§ **What is needed**
Your task is to print all of the data word for word.

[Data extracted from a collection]
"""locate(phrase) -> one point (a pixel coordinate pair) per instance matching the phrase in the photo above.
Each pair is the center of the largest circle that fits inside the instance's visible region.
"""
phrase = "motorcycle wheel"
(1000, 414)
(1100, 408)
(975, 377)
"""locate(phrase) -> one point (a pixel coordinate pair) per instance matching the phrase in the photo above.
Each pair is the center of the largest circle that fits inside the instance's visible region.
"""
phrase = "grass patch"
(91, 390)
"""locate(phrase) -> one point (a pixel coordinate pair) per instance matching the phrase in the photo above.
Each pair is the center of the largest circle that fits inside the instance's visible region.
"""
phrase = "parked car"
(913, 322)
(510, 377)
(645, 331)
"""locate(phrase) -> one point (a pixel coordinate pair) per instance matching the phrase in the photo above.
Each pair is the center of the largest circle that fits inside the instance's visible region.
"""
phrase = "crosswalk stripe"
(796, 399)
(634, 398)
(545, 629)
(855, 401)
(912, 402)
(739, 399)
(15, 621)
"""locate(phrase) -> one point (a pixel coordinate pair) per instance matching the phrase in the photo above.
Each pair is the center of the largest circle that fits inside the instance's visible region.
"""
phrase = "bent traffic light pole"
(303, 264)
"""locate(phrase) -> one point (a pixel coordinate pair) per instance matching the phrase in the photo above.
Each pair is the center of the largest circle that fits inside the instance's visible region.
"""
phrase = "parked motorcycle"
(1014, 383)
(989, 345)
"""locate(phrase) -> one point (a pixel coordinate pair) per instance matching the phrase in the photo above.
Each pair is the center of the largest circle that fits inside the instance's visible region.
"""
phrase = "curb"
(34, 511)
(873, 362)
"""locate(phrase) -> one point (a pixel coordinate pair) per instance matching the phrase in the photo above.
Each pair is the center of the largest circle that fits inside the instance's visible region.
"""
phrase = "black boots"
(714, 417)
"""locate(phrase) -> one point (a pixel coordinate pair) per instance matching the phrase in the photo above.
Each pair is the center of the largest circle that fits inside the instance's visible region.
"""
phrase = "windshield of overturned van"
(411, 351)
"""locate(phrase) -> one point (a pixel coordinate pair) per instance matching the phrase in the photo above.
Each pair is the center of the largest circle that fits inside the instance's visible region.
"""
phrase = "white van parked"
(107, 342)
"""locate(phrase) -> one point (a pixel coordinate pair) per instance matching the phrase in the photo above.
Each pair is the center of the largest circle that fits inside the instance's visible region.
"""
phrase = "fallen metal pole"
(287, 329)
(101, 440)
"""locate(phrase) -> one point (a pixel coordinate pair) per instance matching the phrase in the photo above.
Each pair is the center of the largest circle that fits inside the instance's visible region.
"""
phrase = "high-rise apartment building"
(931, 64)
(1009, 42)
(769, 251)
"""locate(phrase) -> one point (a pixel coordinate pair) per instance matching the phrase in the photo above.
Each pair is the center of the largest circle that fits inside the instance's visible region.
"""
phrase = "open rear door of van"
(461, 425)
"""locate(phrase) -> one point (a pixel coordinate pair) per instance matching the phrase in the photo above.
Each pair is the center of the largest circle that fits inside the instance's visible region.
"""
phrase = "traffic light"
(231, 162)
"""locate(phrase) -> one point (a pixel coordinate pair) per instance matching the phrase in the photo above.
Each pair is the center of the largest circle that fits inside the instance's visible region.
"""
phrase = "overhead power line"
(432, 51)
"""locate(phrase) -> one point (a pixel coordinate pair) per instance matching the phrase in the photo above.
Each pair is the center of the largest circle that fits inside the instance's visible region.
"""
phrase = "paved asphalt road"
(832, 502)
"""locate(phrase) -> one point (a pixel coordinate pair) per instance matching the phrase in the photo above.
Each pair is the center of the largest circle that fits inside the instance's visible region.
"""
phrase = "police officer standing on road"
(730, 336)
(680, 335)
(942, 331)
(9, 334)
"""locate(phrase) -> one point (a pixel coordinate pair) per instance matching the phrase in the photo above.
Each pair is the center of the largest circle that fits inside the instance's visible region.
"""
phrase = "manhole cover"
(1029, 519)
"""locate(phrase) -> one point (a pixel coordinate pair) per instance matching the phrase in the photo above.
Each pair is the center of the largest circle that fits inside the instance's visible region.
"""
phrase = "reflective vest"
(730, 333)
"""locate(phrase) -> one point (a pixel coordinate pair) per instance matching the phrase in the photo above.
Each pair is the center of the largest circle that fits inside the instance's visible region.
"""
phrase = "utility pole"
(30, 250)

§ **Answer to this problem**
"""locate(phrase) -> one point (a pixel coordinate pair) per instance matching the phrase in the photo above.
Each pair is the center of the largest circle that fits inside the instance's visible region.
"""
phrase = "motorcycle wheel"
(1000, 414)
(1100, 408)
(975, 377)
"""locate(phrase) -> one point (a pixel coordinate pair) per instance matching the phrase in the photo above.
Each pair is the center of the largest circle that fits inside the instance's visible region.
"""
phrase = "grass patch"
(91, 390)
"""locate(phrase) -> one point (a pixel coordinate pair) per instance matching the phrase in the photo above.
Each pair is the center of the largest circle that fits inside the instance's visible region.
"""
phrase = "parked car"
(913, 322)
(510, 377)
(645, 331)
"""locate(phrase) -> one point (a pixel coordinate pair) per instance matching the phrase in the photo above.
Each pair is the center of the largest circle that fits inside the instance's visible region.
"""
phrase = "crosswalk stripe"
(796, 399)
(634, 398)
(545, 629)
(855, 401)
(912, 402)
(739, 399)
(15, 621)
"""locate(phrase) -> one point (a pixel coordinate pair) per instance matching the phrase in the photo above.
Each pair is the center of the largest circle that fits inside the instance's visible region.
"""
phrase = "bent traffic light pole"
(303, 264)
"""locate(phrase) -> one point (a pixel coordinate pair) per instance matching the phrase in the photo above.
Each pair is the center of the largest circle that fits inside the instance's visible region.
"""
phrase = "parked motorcycle"
(1014, 383)
(989, 345)
"""locate(phrase) -> one point (a pixel coordinate pair) per instance matching the phrase in the photo above.
Each pair is the center of the largest circle that fits inside the instance's visible region.
"""
phrase = "curb"
(34, 511)
(873, 362)
"""locate(phrase) -> one point (a pixel coordinate pair) per instance matching the phrase in the photo above.
Each pair is the center of the largest circle that fits inside the instance's visible region.
"""
phrase = "black boots"
(714, 417)
"""locate(phrase) -> one point (a pixel coordinate pair) per instance matching the phrase in the photo above.
Each pair is the center of the largest circle that fits inside the instance's visible region.
"""
phrase = "windshield of overturned van"
(411, 351)
"""locate(phrase) -> one point (a pixel coordinate pair) per instance matching the phrase in the photo above.
Each pair is the center of the largest circle that fits inside the instance's visible region.
"""
phrase = "white van parked"
(107, 342)
"""locate(phrase) -> one point (a pixel coordinate pair) per instance matching the phrase in the photo above.
Each pair is the center of the largest circle that fits inside the instance's visible region.
"""
phrase = "fallen metal pole"
(287, 329)
(101, 440)
"""locate(phrase) -> one point (a pixel coordinate pair) per instance matching the phrase in the photo above.
Each pair is the center of the largest circle that fits inside the instance's visible region.
"""
phrase = "high-rise apartment building"
(931, 64)
(1009, 42)
(769, 251)
"""locate(phrase) -> one point (a pixel coordinate pair) per instance matching the phrase in the photo above.
Each pair is the center of the largest circle that fits inside the instance's visible region.
"""
phrase = "open rear door of van"
(461, 425)
"""locate(phrase) -> one point (a pixel coordinate pair) per instance matching the phrase in the photo above.
Each pair is the center of the largest circle that fits inside the instance's visible region.
"""
phrase = "traffic light"
(231, 162)
"""locate(phrase) -> one point (a pixel coordinate pair) per instance matching the phrase in the photo above.
Each pair is the center of the largest circle that fits inside the instance's visible region.
"""
phrase = "overhead power line"
(432, 51)
"""locate(phrase) -> one point (a pixel coordinate pair) per instance matching the phrase in the photo above.
Each pair is the center of the largest circle that fits inside the instance's visible region.
"""
phrase = "paved asphalt road"
(832, 502)
"""locate(phrase) -> one point (a pixel coordinate pair) per instance matching the phrase in the photo above.
Each pair is the center of the largest circle that fits inside the instance's visible region.
"""
phrase = "police officer standing on road"
(730, 336)
(680, 335)
(942, 331)
(9, 334)
"""locate(phrase) -> one point (a pixel coordinate pair) per instance matching the phrase in the photo above.
Each pair is the center of the largest circle that fits inside the instance's visible region.
"""
phrase = "manhole cover"
(1029, 519)
"""locate(phrase) -> one point (a pixel coordinate pair) per instance matching the phrase in the photo above.
Each pair is the center of the largest circle that fits inside the instance's visible region.
"""
phrase = "reflective vest"
(730, 333)
"""locate(phrase) -> one point (a pixel coordinate pair) per instance matching the phrase in the photo above.
Each pair is the center of the largest circle that fits inside the instance's visible region.
"""
phrase = "utility pole"
(30, 250)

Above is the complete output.